Short task: Continue the interview excerpt below on the R&D tax credit, picking up right after its last sentence.
--- Start of Selected extract ---
However, I think business owners are probably one of the few small subsets in our economy that are truly thinking long term. They’re thinking not only 5 years down the road, but 20 years down the road. How is this gonna impact their kids, their children? And what is their after-tax net benefit in their pocket gonna be in time down the road? I don’t see very many other people thinking that way.

Meb: I think it’s really important that this concept of thinking like an owner gets into all sorts of principal agent sort of issues. But you mentioned R&D tax credit. Can you explain broadly what that is, what that means? That’s something that you hear mentioned a lot in regards to businesses of all size, but what is the R&D tax credit?

Adam: All right. The R&D tax credit is an incredibly complex part of the tax code at the federal level. It’s mirrored oftentimes at the state level as well. And you’ll see this a lot with many of these programs I’m referencing, like the Opportunity Zones has the same thing where some states are complying word-for-word and item-by-item with the federal. In other cases, they differentiate.

But effectively, the R&D tax credit says, if you’re spending money, often a salaried money, a portion of your salary that you pay your employees into new product development, new software, new ways of doing things…Now it doesn’t have to be new to the world, product or ideas. It just has to be new for you and new for your business. So if you’re doing something new, you’re figuring out how to get this piece of equipment to operate more efficiently, you’re developing a new product that your clients are…even as for internal use, software sometimes counts, you can take a percentage of your overhead costs attributed to that project and claim it as a tax credit on your federal tax returns.

That becomes really really lucrative. And there’s a lot of rules around it. One of the caveats is that you have to have really good record-keeping in order to take advantage of this. Because you do start getting into the world of defending your tax credit, defending your claim to the IRS, and there may be some back-and-forth with that, but you do need to hire a firm that’s got experience and that knows what they’re doing. And very often your local CPA may or may not be aware of it. They may be afraid of it, or if they do do it, it’s often they outsource it to a specialist firm.
--- End of Selected extract ---
--- Start of Records provided ---
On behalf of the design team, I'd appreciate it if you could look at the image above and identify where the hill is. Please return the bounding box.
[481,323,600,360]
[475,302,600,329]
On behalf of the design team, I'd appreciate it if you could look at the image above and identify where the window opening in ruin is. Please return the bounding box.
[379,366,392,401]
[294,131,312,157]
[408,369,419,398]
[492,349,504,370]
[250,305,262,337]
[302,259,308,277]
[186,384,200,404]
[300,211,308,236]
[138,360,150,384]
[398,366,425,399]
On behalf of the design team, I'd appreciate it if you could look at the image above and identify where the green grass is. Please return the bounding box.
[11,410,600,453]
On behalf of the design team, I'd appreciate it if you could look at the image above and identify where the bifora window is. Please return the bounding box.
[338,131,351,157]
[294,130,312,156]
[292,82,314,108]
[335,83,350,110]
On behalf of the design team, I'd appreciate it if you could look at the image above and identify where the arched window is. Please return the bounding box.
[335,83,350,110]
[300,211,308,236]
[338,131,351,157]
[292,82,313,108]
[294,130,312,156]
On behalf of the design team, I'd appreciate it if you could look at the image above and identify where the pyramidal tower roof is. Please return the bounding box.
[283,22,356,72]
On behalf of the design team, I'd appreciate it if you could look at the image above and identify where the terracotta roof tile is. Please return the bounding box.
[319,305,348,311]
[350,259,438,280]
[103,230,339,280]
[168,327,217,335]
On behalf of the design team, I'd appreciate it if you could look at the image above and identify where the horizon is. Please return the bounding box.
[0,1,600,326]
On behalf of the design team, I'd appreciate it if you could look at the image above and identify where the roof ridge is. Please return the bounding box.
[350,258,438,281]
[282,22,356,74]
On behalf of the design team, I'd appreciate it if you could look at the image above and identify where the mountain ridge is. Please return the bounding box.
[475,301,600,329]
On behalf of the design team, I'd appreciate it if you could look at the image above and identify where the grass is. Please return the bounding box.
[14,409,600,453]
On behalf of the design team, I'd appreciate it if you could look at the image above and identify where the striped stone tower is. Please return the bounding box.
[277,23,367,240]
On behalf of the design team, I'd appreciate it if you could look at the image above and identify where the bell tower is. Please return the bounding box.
--- End of Records provided ---
Output below:
Meb: We’ve had a few specialist firms reach out to us and pitch this idea, and I kind of got to the point where I threw my hands up and I said, “Man, I don’t know. This seems awfully complicated.” And you can correct me if this is true or not, but they also said, “Look, you can retroactively even claim it over a certain amount of years.” Is that snake oil, or is that that true?

Adam: No, no, that’s true. That’s true. There’s one caveat. So folklore or not, everyone is worried about an audit with the IRS. And it may be true that if you do claim the R&D tax credit, you may get audited. I would probably say that there may be some truth to that. It may also be that if you are overly aggressive in what you claim, like, “Hey, I just took a trip to Colorado, and that’s R&D-related,” you throw that in the mix, like, it gets to be a little bit grey. So you wanna make sure that you’re working with someone who’s gonna help defend that audit.

First of all, most of the time, when you claim a tax refund, there is an audit process. There’s a back and forth that goes on with the taxing jurisdiction before they actually disperse a check to you. But the answer is yes, Meb, to your question. You can go back, I think it’s three tax periods, to revise your books and claim the tax refund, but you do need good records. That’s the caveat.

Meb: I mean, I think the simple advice, which is probably always good advice, is don’t do shady shit when you’re dealing with the IRS. Just be upfront and honest about it. And if you have potential R&D tax credits, great, but don’t be sketchy, otherwise you’re gonna get in trouble no matter what. Although, I said IRS audit, no sweat to me compared, man, we’ve been through SEC, FINRA. Those, I imagine, are a million times worse, but who knows.

I was laughing, because it’s funny about taxes, there’s a great story about how there was some sort of tax on pool owners in Greece. And there was, like, claim there was 200 pool owners in all of Greece. And then when Google Maps came out, it was like, you know, 10,000 or 20,000 or something, just going to show all the people that do their best to evade. But good advice, people, don’t mess with the IRS.

I got a letter in the mail the other day that’s like, “You owe $1,500 from 2012,” or something. And I’m like, “You know what, I have no idea if I do owe this or not, but I guarantee you it’s gonna take me probably a dozen hours to figure out if I do owe it, and they just got you.” That’s why it’s not worth…IRS, I love you guys, so it’s not worth it. But it’s interesting, because, like, I would love to say, “Hey, look, Adam, take Cambria’s business audits without us having to move to Lake Tahoe or Puerto Rico, which both sound kind of awesome, what’s some optimisation ways?” By the way, it feels like, at some point in the future, we could AI Adam and turn him into somewhat of a software program that could probably make some suggestions to at some point. There’s a business idea for you.

Adam: There it is. And you come out with a lot of business ideas, Meb. I see about…

Meb: They’re all terrible.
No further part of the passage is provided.